Stated task —
Could you reproduce, word for word, the stretch of the records from their very start through the line containing "top-left (0, 398), bottom-right (1165, 1036)", including that line?

Excerpted data —
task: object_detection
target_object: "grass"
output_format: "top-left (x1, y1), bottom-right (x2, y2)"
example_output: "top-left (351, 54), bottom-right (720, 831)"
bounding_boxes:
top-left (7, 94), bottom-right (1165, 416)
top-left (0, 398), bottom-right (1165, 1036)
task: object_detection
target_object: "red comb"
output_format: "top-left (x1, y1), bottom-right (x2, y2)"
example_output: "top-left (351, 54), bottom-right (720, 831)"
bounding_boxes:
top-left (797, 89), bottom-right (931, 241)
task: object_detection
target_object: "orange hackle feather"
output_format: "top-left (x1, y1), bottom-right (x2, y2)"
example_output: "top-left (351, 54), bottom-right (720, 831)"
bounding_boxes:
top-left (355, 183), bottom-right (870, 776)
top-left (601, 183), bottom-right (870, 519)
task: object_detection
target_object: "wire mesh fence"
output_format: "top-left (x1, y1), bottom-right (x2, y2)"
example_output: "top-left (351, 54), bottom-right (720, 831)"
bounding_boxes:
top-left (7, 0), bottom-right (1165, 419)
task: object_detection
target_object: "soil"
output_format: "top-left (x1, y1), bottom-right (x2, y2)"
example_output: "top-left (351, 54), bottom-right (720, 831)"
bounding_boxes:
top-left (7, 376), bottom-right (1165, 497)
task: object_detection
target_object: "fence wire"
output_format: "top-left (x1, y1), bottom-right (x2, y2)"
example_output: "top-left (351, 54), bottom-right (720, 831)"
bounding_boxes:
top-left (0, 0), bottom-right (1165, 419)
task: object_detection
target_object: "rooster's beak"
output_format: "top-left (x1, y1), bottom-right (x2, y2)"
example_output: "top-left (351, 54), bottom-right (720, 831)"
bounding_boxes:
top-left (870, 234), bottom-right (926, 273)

Written answer —
task: object_detection
target_object: "grass"
output_format: "top-left (x1, y1), bottom-right (x2, y2)"
example_output: "top-left (351, 54), bottom-right (720, 831)"
bounding_boxes:
top-left (7, 94), bottom-right (1165, 416)
top-left (0, 398), bottom-right (1165, 1036)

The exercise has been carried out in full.